> **Exercise details**
Gather every line of the records below that contains the word "type", and copy each of those lines out in full.
———
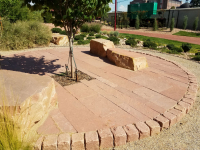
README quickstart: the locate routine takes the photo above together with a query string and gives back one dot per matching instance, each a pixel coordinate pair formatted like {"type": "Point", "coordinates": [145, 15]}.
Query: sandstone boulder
{"type": "Point", "coordinates": [125, 59]}
{"type": "Point", "coordinates": [59, 39]}
{"type": "Point", "coordinates": [100, 46]}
———
> **Solution for this task**
README quickstart: the locate routine takes the photo above together with a query string and gives back one dot per matching instance, each a pixel coordinate pair formatted like {"type": "Point", "coordinates": [145, 15]}.
{"type": "Point", "coordinates": [125, 59]}
{"type": "Point", "coordinates": [59, 39]}
{"type": "Point", "coordinates": [100, 46]}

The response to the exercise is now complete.